### [What needs to be done]
Please find each line in the records below that contains the string "kitchen" and copy it out. Case counts.

[Coordinate annotation entries]
----------------------------------------

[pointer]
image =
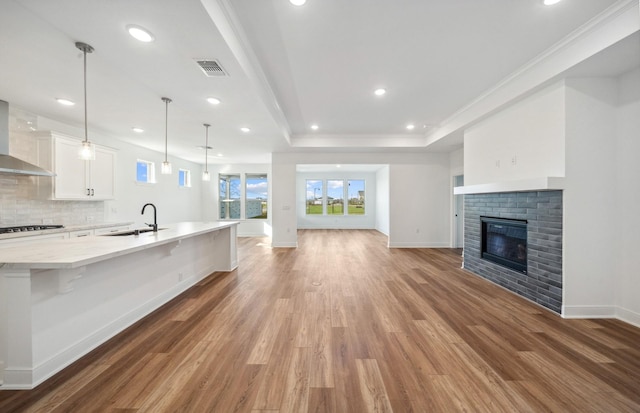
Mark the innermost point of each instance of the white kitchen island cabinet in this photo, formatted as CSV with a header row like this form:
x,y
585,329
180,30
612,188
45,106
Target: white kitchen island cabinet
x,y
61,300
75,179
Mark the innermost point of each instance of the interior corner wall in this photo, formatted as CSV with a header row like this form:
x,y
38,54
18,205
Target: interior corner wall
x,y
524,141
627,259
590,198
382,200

----------------------------------------

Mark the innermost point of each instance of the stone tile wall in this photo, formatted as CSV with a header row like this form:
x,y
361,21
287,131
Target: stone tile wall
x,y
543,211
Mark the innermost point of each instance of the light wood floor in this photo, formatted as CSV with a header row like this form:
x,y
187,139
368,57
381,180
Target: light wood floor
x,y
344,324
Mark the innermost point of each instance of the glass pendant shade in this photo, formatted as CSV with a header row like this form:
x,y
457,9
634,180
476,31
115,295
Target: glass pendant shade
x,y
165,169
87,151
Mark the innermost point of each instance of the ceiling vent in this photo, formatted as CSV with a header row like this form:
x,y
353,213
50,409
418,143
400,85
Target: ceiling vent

----------------------------------------

### [Solution for this exercise]
Mark the innermost point of each instance of the white kitchen island cabinet in this photo, formatted as CSV with a header row like this form:
Target: white kitchen island cabinet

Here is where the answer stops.